====== Supplied text ======

Here is an update. The BSoD became more frequent after installing Asus programs, PC Probell and AI Suit. The crashes happened in less than 10 minutes of game play, which is usually a single battle or two. I removed those programs, and I decided to uninstall graphics and nforce drivers as well. I reinstalled graphics and nforce, and I am getting a better result.

Game play time has improved. I managed to execute the game for about an hour of continuous play. I will give it more time to see if BSoD returns like before. Thank you.


----------



## satrow (Feb 4, 2012)

*Re: NETIO.SYS causes BSoD.*

That makes sense.

I should have made my original comment clearer:


> Asus ATK0110 ACPI Utility - ASUS - Motherboards- ASUS Striker II Extreme <--- look in the Utilities section for your OS (W7x64), there's a 2009-listed update, install it please. Also a part of the Asus PCProbe and AISuite Utilities.


The "Also a part of the Asus PCProbe and AISuite Utilities." was an extra clue as to what may have installed the Asus ATK0110 ACPI Utility. I only wanted you to update the ATK0110 driver, not install the other utility software (because they can cause crashes/BSOD's - as we've now demonstrated).

So, *uninstall those utilities*; as a general comment, try to keep the drivers as clean as possible, utilities will often slow things down and just add to the complexity of troubleshooting - or worse.


----------



## ekawalaski (May 18, 2012)

*Re: NETIO.SYS causes BSoD.*



satrow said:


> That makes sense.
> 
> I only wanted you to update the ATK0110 driver, not install the other utility software (because they can cause crashes/BSOD's - as we've now demonstrated).
> 
> try to keep the drivers as clean as possible.



Yes, I did understand. I did download the ATK driver previously; though the "also" was confusing especially since I did not have the utilities installed before. Therefore, I assumed you meant to say, "download those as well." A simple miscommunication is what it was :smile: No harm done. I will continue testing, and we shall see, eh?


----------



## ekawalaski (May 18, 2012)

*Re: NETIO.SYS causes BSoD.*

It just happened again. I am thinking Hotspot Shield may have something to do with it. I used it for a bit before I went on to WoT. Though, I don't see how it can affect it since it was off at the time WoT was executed.


----------



## satrow (Feb 4, 2012)

======

_Your task_
According to the forum thread, how long did continuous game play last after the graphics and nforce drivers were reinstalled? The records that follow come from a different source than the forum thread.

====== Information shown ======

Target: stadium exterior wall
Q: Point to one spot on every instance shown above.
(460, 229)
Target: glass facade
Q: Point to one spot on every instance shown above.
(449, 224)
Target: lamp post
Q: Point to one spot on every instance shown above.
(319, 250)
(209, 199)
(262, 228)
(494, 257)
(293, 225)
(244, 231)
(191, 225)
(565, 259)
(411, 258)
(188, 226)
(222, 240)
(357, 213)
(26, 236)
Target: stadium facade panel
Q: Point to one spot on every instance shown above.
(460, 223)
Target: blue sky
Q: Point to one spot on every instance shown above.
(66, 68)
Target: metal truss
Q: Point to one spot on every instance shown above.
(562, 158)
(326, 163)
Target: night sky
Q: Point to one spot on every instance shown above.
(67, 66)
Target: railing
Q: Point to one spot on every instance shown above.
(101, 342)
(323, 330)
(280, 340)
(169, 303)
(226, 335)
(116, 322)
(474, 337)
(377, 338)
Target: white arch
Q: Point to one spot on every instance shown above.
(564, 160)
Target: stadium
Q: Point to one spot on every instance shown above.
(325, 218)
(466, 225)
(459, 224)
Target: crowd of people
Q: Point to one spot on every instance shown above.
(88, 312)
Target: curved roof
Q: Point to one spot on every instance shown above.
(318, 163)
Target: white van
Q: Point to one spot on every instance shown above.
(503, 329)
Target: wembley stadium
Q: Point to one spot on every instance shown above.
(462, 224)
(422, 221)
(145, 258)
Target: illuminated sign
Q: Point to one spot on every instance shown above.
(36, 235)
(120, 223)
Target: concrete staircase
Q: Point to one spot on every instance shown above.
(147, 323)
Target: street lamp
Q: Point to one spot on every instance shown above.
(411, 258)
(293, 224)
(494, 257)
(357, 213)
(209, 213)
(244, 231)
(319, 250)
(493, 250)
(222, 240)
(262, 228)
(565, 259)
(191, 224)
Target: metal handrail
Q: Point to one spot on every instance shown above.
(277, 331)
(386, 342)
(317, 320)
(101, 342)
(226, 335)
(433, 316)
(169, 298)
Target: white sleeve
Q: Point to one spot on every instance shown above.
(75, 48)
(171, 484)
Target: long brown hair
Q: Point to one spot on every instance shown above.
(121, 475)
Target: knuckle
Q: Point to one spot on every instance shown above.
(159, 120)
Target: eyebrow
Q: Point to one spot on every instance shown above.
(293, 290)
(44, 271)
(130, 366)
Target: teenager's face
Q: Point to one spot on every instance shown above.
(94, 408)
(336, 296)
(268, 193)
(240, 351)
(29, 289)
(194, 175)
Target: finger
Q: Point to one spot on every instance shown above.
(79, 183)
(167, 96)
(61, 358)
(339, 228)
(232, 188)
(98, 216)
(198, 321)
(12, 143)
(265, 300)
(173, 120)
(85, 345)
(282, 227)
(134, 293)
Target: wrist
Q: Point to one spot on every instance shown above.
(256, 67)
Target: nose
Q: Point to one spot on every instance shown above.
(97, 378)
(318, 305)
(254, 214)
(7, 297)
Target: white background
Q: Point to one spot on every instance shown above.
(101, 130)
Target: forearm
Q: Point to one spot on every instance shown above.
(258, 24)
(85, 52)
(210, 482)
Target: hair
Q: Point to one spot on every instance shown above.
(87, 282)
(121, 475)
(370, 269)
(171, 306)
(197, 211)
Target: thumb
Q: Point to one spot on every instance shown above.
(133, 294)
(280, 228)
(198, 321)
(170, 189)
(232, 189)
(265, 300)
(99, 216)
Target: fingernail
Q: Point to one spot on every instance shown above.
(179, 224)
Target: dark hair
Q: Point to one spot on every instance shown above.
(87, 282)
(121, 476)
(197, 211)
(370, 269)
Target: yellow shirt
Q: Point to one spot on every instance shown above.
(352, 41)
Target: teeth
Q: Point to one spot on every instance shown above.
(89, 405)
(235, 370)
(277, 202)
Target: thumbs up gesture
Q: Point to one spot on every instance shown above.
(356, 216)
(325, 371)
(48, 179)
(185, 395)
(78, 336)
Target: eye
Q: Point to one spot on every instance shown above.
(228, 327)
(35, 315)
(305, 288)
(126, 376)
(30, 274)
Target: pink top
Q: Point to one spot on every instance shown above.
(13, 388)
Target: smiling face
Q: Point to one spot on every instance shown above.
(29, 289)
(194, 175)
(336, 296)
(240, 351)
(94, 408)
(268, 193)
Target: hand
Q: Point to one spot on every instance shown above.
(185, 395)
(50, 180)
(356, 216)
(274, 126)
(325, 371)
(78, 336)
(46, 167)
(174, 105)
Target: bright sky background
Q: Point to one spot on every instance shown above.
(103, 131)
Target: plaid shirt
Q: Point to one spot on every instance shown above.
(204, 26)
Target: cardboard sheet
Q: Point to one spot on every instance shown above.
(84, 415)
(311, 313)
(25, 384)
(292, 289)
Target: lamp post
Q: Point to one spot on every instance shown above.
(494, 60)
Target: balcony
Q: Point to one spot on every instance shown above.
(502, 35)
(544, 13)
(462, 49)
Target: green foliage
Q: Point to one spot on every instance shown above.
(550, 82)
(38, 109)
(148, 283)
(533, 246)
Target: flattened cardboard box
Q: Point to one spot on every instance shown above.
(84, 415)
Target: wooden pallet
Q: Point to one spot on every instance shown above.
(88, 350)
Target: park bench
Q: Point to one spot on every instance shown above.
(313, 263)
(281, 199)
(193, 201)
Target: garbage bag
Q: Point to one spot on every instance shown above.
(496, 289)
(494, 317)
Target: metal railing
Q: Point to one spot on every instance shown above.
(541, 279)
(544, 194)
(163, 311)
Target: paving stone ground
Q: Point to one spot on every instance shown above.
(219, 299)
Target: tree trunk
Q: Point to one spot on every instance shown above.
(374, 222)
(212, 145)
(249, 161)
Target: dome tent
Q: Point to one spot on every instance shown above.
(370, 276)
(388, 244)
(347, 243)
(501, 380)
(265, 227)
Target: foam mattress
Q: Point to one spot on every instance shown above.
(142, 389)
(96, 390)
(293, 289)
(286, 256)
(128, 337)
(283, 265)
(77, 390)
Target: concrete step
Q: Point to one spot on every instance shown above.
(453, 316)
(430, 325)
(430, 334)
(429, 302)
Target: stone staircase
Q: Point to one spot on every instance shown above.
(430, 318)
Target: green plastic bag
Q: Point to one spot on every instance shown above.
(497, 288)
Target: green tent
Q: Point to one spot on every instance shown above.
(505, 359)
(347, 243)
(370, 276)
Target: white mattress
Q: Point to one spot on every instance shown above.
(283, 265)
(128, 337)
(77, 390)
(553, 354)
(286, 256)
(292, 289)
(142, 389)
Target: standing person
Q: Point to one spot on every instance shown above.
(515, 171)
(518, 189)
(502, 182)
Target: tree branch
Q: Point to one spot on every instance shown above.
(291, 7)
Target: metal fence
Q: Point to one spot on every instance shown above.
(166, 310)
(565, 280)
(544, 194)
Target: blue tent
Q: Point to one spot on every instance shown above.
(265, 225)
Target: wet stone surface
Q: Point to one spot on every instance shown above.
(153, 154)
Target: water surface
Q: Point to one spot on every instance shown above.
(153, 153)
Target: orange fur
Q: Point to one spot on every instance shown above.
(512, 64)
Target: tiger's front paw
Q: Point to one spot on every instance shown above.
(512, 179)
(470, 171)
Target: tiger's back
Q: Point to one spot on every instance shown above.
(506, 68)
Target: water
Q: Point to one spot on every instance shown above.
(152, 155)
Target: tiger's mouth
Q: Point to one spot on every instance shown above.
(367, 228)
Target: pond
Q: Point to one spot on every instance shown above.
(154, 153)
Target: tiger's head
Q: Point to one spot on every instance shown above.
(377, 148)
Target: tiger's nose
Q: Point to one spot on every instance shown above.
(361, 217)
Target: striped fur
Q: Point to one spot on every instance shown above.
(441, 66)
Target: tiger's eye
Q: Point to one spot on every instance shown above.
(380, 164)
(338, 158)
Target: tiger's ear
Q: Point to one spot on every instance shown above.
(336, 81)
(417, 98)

======

_Problem solution_
About an hour.